● **TASK DESCRIPTION**: Reproduce every one of the entries below verbatim, line for line.

● **STORED DATA**:

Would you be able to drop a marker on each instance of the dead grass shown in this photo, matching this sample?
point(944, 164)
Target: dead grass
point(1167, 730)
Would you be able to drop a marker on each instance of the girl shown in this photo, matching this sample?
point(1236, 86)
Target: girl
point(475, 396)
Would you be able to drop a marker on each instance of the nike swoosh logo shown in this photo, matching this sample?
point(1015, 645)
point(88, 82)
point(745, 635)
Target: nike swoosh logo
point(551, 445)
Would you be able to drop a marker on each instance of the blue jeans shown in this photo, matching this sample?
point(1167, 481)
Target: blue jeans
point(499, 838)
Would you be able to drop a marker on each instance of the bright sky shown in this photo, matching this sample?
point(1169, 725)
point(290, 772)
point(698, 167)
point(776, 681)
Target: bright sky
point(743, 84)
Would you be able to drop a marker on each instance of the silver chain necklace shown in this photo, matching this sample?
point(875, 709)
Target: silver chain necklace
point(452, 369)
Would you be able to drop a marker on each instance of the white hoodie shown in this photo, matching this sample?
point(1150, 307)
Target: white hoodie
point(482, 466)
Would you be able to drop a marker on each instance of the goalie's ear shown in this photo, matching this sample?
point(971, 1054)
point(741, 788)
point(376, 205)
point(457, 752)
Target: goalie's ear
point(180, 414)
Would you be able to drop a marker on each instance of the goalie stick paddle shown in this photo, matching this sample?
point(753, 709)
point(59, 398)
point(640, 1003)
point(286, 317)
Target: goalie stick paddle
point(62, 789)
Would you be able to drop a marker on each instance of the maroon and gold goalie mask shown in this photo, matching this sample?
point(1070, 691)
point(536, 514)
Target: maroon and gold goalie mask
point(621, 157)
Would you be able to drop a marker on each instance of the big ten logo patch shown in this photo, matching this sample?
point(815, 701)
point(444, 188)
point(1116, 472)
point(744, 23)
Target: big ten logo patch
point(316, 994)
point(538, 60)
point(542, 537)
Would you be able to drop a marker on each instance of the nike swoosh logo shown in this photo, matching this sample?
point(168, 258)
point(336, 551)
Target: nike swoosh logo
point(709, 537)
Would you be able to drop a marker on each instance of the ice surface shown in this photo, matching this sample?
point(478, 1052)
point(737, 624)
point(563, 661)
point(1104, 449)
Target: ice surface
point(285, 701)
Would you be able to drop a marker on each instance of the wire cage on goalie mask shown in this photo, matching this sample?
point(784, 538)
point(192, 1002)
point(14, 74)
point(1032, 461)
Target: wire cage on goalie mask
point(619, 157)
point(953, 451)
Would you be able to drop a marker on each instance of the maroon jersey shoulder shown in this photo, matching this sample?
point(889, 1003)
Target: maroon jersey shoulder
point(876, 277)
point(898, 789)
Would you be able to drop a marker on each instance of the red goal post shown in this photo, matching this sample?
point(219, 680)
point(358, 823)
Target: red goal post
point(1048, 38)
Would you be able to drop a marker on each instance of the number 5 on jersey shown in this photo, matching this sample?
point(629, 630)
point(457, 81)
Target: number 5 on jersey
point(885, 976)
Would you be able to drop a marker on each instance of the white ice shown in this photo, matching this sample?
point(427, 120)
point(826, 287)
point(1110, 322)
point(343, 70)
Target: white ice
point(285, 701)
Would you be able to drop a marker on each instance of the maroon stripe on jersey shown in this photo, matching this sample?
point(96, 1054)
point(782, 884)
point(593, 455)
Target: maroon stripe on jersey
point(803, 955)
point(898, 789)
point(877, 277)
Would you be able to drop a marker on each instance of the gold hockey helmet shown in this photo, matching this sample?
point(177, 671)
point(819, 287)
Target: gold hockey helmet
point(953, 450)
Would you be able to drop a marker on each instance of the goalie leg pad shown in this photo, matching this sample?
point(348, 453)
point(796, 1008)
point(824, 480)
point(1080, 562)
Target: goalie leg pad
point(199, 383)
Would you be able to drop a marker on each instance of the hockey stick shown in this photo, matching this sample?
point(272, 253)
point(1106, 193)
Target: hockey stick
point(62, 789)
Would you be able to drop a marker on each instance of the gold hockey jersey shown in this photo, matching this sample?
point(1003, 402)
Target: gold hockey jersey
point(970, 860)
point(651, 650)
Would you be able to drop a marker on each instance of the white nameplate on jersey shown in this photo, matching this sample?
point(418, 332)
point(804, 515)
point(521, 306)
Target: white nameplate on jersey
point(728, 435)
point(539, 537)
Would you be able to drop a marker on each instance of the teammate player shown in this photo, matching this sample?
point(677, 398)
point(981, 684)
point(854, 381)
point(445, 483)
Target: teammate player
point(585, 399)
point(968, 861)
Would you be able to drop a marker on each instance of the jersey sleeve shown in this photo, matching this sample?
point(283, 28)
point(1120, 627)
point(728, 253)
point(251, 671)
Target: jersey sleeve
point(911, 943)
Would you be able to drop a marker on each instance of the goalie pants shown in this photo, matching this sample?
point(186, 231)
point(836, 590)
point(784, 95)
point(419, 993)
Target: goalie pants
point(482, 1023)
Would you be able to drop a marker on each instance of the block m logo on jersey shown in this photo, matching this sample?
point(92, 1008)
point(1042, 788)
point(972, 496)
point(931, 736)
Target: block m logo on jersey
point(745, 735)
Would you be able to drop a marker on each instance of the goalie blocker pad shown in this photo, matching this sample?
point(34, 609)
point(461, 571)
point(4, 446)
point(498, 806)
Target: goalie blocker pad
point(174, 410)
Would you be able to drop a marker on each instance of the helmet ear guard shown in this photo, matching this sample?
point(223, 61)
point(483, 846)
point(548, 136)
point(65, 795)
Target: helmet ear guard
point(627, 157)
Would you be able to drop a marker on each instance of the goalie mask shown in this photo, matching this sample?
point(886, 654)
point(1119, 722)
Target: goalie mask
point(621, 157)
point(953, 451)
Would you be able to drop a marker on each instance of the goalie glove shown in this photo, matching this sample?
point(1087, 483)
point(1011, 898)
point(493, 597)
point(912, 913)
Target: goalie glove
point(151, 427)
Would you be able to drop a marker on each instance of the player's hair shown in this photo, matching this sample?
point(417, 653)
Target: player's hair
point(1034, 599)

● **THE COMPLETED TASK**:
Would you be able to drop a marker on each instance of the dead grass shown in this photo, matching this sample?
point(944, 164)
Target: dead grass
point(1167, 730)
Would you be able to drop a marker on each instance of the girl shown in this photo, matching this sample?
point(1236, 86)
Target: girl
point(475, 396)
Would you be able to drop a marker on each instance of the nike swoosh logo shown in this photo, matching this sample?
point(1015, 645)
point(88, 82)
point(745, 635)
Target: nike swoosh logo
point(551, 445)
Would you be able to drop a marker on each instance of the blue jeans shown in this photo, matching this sample?
point(1167, 481)
Target: blue jeans
point(499, 838)
Would you be able to drop a marker on each instance of the bright sky shown in this photo, matching this sample?
point(1169, 725)
point(290, 772)
point(698, 167)
point(776, 681)
Target: bright sky
point(743, 84)
Would you be able to drop a marker on each instance of the silver chain necklace shown in this photo, matching this sample?
point(875, 709)
Target: silver chain necklace
point(452, 369)
Would you be able to drop a marker on each instance of the white hoodie shown in this photo, matching this sample?
point(1150, 307)
Target: white hoodie
point(482, 466)
Would you be able to drop a marker on each instance of the goalie's ear shown in this photo, matching this sample?
point(971, 1054)
point(741, 788)
point(376, 205)
point(457, 752)
Target: goalie's ear
point(180, 414)
Would you be able to drop a marker on each instance of the goalie stick paddle shown in this photo, matching this sample?
point(753, 709)
point(59, 398)
point(640, 1003)
point(286, 317)
Target: goalie stick paddle
point(62, 789)
Would you be able to drop a marker on each instance of the maroon and gold goalie mask shown in this photo, matching this sample?
point(1070, 691)
point(536, 514)
Target: maroon and gold goalie mask
point(621, 157)
Would you be able to drop a marker on each instance of the big ten logo patch shown in this photo, matching this sample?
point(815, 701)
point(444, 188)
point(1116, 472)
point(744, 23)
Target: big ten logo patch
point(316, 994)
point(538, 60)
point(542, 537)
Would you be able to drop a marker on each instance of the nike swoosh logo shown in this photo, matching this sample?
point(168, 258)
point(336, 551)
Target: nike swoosh logo
point(709, 537)
Would you be able to drop a marker on each instance of the ice surface shown in this photo, matching this sample?
point(478, 1052)
point(737, 624)
point(563, 661)
point(1104, 449)
Target: ice surface
point(285, 701)
Would you be able to drop a marker on each instance of the wire cage on goalie mask shown in this photo, matching this sample?
point(784, 538)
point(192, 1002)
point(14, 74)
point(1032, 461)
Target: wire cage on goalie mask
point(619, 157)
point(953, 451)
Would you be able to drop a marker on each instance of the maroon jersey shoulder shown in this photo, matching this sample?
point(889, 1003)
Target: maroon jersey shoulder
point(876, 277)
point(898, 789)
Would you be able to drop a marker on each instance of the red goal post shown in this photo, matching this sample?
point(219, 680)
point(358, 823)
Target: red goal post
point(1048, 38)
Would you be able to drop a marker on each instance of the number 5 on jersey shown in this photo, matching this sample?
point(629, 630)
point(457, 81)
Target: number 5 on jersey
point(885, 976)
Would you be able to drop a marker on each instance of the white ice shown in this photo, matching this sample?
point(427, 120)
point(826, 287)
point(1110, 322)
point(343, 70)
Target: white ice
point(285, 701)
Would you be able to drop a marker on each instance of the maroon stripe on jersey shown in this photo, matching this sample?
point(96, 1054)
point(782, 884)
point(593, 455)
Target: maroon stripe on jersey
point(803, 955)
point(898, 789)
point(877, 277)
Would you be able to drop a marker on each instance of the gold hockey helmet shown in this photo, matching this sample?
point(177, 671)
point(819, 287)
Target: gold hockey helmet
point(953, 450)
Would you be able to drop a marker on each instance of the goalie leg pad shown in this photo, matching this sample?
point(348, 453)
point(796, 1008)
point(824, 480)
point(1080, 562)
Target: goalie leg pad
point(199, 383)
Would you be able to drop a marker on each instance of the hockey stick shown in this photo, matching this sample?
point(272, 253)
point(1106, 193)
Target: hockey stick
point(62, 789)
Would you be able to drop a marker on each instance of the gold hockey jersey shown in this photo, matching this sample?
point(1003, 402)
Target: gold hockey jersey
point(970, 860)
point(651, 650)
Would you be able to drop a marker on each instance of the white nameplate on jersey shown in this photo, matching this sample?
point(418, 332)
point(804, 515)
point(521, 306)
Target: white nameplate on jersey
point(728, 435)
point(539, 537)
Would you be able to drop a marker on each instance of the teammate player shown in this photo, matching this sample?
point(677, 398)
point(981, 684)
point(854, 381)
point(445, 483)
Target: teammate player
point(585, 399)
point(968, 861)
Would you be able to drop a marker on each instance of the jersey sleeve shown in this photo, matching this sample?
point(283, 28)
point(1120, 627)
point(728, 253)
point(251, 671)
Target: jersey sleeve
point(911, 943)
Would you be able to drop a marker on each instance of the goalie pants shown in this photo, matching this sample?
point(186, 231)
point(836, 590)
point(784, 95)
point(419, 993)
Target: goalie pants
point(482, 1023)
Would you be able to drop a marker on each instance of the block m logo on jersey shown in this photo, matching this sample?
point(92, 1008)
point(1042, 788)
point(972, 496)
point(931, 736)
Target: block m logo on jersey
point(745, 735)
Would you be able to drop a marker on each instance of the goalie blocker pad shown in this photo, matching this sample?
point(34, 609)
point(461, 571)
point(4, 446)
point(498, 806)
Target: goalie blocker pad
point(174, 410)
Would you be able to drop a marker on each instance of the helmet ear guard shown in this photo, matching this sample?
point(223, 61)
point(483, 846)
point(548, 136)
point(65, 795)
Target: helmet ear guard
point(627, 157)
Would you be able to drop a marker on each instance of the goalie mask shown in this photo, matching this sample?
point(886, 654)
point(1119, 722)
Target: goalie mask
point(621, 157)
point(953, 451)
Would you be able to drop a marker on each instance of the goalie glove shown in this photo, matching this sample?
point(1087, 483)
point(1011, 898)
point(493, 597)
point(912, 913)
Target: goalie glove
point(151, 427)
Would you be able to drop a marker on each instance of the player's hair shown in this photo, matching this sample?
point(417, 653)
Target: player's hair
point(1034, 599)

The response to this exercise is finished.